» **JOB ITEM A**: Reproduce the whole passage on setting up a photography studio word for word.

» **READING TEXT**:
════
How do I start? What type of equipment do I need? Do I have to spend a ton of money? These are some of the questions that plague us when we think about setting up a photography studio for the first time. Wouldn’t it be great if someone just told you what you need exactly? Well, here you go. If you’re thinking about setting up your own studio, Vanessa Joy offers some great tips on what you need to get started:
Joy takes us into her headshot photography studio and gives us the complete tour of equipment she uses. Since her studio is only about six months old, this is the perfect example of what’s needed.
A couple powerful and consistent strobe lights are first on the list. Joy suggests the Profoto D1 or D2 lights so the light quality and color stay consistent.
You can simply use a paper backdrop or a complete wall, your choice. It just depends on what you need and how you need to light your set, as the backdrop can change how the background light comes through and the color.
Softboxes are a must in the studio. They can produce the same soft, directional lighting that you would get from natural window light. Joy uses two 3×4 Profoto softboxes for a Butterfly setup, and to cover a greater area and produce a beautiful, well-defined shadow in the background. She also recommends the 1×3 softboxes if you want to do a hair light, or rim light.
════
» **PROVIDED DATA**:
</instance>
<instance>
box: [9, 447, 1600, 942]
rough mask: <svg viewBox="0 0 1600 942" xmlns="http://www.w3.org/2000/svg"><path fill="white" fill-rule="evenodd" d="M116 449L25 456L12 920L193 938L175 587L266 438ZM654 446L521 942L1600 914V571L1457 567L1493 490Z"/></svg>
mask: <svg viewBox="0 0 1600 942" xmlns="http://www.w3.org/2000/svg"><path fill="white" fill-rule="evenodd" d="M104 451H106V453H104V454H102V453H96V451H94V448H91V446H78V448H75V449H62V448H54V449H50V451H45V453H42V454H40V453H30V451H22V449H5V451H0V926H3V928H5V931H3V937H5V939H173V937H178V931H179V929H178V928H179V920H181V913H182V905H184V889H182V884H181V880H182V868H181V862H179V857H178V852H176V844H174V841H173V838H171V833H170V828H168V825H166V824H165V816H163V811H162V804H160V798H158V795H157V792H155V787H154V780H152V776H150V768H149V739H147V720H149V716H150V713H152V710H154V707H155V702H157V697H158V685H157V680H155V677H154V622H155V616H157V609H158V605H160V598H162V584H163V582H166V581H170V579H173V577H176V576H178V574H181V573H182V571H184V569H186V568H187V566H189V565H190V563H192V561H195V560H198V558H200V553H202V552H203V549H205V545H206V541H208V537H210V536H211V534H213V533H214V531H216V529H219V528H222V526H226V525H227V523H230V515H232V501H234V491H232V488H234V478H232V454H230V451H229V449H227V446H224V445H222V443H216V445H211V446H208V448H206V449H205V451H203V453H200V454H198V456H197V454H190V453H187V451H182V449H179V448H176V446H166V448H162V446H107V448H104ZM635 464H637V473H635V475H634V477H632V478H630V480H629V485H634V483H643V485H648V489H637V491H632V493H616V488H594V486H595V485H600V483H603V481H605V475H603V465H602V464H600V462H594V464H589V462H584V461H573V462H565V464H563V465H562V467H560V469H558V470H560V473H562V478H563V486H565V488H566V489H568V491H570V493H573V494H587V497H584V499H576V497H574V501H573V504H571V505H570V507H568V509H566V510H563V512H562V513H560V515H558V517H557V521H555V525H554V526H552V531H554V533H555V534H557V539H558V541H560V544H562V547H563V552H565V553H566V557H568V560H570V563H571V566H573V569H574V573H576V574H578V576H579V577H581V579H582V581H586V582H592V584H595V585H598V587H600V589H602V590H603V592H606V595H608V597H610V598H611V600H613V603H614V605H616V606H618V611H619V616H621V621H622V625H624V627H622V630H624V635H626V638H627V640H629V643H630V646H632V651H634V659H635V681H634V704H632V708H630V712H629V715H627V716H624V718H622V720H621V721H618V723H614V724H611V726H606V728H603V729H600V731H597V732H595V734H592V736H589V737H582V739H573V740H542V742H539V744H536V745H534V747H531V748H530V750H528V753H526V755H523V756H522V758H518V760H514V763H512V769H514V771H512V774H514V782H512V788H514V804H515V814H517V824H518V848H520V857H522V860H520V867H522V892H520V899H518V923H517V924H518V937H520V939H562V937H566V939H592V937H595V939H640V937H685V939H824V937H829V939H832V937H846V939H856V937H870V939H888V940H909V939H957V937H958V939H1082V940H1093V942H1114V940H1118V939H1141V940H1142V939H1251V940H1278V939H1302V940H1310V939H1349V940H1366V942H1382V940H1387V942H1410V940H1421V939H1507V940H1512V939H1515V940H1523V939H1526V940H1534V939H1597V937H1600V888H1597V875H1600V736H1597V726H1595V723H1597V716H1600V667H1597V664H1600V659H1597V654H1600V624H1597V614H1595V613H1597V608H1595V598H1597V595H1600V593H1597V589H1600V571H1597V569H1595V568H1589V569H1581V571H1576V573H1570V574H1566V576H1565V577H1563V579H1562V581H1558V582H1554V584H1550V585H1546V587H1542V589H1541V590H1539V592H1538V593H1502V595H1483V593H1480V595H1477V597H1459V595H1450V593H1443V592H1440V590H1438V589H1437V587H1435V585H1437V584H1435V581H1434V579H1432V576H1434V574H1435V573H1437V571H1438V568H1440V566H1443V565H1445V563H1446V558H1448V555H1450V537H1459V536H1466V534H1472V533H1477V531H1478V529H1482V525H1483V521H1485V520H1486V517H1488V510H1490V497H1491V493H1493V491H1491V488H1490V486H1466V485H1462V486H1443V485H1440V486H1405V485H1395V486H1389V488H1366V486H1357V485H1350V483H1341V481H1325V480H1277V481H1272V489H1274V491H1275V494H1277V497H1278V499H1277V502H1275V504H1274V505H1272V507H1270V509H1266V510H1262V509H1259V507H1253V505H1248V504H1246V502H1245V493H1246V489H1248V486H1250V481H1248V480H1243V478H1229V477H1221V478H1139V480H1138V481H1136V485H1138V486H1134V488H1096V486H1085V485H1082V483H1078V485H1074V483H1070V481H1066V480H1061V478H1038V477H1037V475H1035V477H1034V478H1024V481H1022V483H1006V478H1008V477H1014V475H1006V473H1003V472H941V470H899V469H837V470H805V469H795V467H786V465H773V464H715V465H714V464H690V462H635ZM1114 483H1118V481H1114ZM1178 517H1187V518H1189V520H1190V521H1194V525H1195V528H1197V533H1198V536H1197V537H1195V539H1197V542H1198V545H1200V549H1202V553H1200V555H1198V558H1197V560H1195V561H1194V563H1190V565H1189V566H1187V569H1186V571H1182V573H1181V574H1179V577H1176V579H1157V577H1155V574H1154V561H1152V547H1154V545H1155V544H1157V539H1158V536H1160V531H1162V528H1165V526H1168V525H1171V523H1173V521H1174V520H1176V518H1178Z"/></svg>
════
» **JOB ITEM B**: Present the entries as a numbered list, starting with their first line and going on through the line with "rough mask: <svg", with both of those lines included. Leave out blank lines and give nothing else.

» **ANSWER SPACE A**:
How do I start? What type of equipment do I need? Do I have to spend a ton of money? These are some of the questions that plague us when we think about setting up a photography studio for the first time. Wouldn’t it be great if someone just told you what you need exactly? Well, here you go. If you’re thinking about setting up your own studio, Vanessa Joy offers some great tips on what you need to get started:
Joy takes us into her headshot photography studio and gives us the complete tour of equipment she uses. Since her studio is only about six months old, this is the perfect example of what’s needed.
A couple powerful and consistent strobe lights are first on the list. Joy suggests the Profoto D1 or D2 lights so the light quality and color stay consistent.
You can simply use a paper backdrop or a complete wall, your choice. It just depends on what you need and how you need to light your set, as the backdrop can change how the background light comes through and the color.
Softboxes are a must in the studio. They can produce the same soft, directional lighting that you would get from natural window light. Joy uses two 3×4 Profoto softboxes for a Butterfly setup, and to cover a greater area and produce a beautiful, well-defined shadow in the background. She also recommends the 1×3 softboxes if you want to do a hair light, or rim light.

» **ANSWER SPACE B**:
1. </instance>
2. <instance>
3. box: [9, 447, 1600, 942]
4. rough mask: <svg viewBox="0 0 1600 942" xmlns="http://www.w3.org/2000/svg"><path fill="white" fill-rule="evenodd" d="M116 449L25 456L12 920L193 938L175 587L266 438ZM654 446L521 942L1600 914V571L1457 567L1493 490Z"/></svg>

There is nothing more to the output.